Task requirements: Render the lines below as a JSON array of strings, one string per line, omitting any blank lines.

Extracted data:
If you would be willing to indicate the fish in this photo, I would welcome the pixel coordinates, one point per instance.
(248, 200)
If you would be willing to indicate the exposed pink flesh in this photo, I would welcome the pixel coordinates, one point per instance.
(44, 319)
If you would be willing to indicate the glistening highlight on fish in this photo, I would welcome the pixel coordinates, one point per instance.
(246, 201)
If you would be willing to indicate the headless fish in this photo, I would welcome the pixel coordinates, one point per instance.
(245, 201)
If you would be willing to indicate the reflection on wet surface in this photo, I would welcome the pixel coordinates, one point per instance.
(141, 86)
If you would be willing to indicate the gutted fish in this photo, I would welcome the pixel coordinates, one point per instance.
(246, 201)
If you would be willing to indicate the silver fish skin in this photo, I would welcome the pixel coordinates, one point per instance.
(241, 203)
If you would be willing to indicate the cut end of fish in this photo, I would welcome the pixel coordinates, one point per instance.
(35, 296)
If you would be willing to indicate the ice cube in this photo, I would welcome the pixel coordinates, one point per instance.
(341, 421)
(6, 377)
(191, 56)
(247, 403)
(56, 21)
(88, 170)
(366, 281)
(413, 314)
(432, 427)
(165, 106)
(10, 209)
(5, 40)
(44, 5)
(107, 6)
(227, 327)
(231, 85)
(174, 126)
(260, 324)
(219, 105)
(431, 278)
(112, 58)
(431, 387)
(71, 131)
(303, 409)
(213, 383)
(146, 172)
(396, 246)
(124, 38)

Result below:
[
  "If you would be willing to indicate the fish in this photo, I would welcome the pixel coordinates, one point per instance.",
  "(248, 200)",
  "If you would be willing to indicate the exposed pink flesh in this photo, I would welcome the pixel coordinates, one point per instance.",
  "(44, 319)",
  "If you would be willing to indicate the glistening highlight on fish in this photo, I would welcome the pixel coordinates, one point per instance.",
  "(246, 201)",
  "If you would be willing to indicate the headless fish in this photo, I would welcome the pixel coordinates, one point per instance.",
  "(245, 201)",
  "If you would be willing to indicate the reflection on wet surface in this photo, I would welcome the pixel coordinates, one point per instance.",
  "(141, 86)",
  "If you would be willing to indicate the gutted fish in this photo, I would welcome the pixel coordinates, one point per instance.",
  "(246, 201)",
  "If you would be willing to indicate the silver fish skin in this photo, I would welcome the pixel coordinates, one point per instance.",
  "(241, 203)",
  "If you would be willing to indicate the cut end of fish in this photo, I would welcome the pixel coordinates, one point per instance.",
  "(35, 296)",
  "If you would be willing to indicate the ice cube in this photo, I would welcome the pixel coordinates, one point per instance.",
  "(341, 421)",
  "(6, 377)",
  "(191, 56)",
  "(247, 403)",
  "(56, 21)",
  "(88, 170)",
  "(366, 281)",
  "(413, 314)",
  "(432, 427)",
  "(165, 106)",
  "(10, 209)",
  "(5, 40)",
  "(44, 5)",
  "(107, 6)",
  "(227, 327)",
  "(231, 85)",
  "(174, 126)",
  "(260, 324)",
  "(219, 105)",
  "(431, 278)",
  "(112, 58)",
  "(431, 387)",
  "(71, 131)",
  "(303, 409)",
  "(213, 383)",
  "(146, 172)",
  "(396, 246)",
  "(124, 38)"
]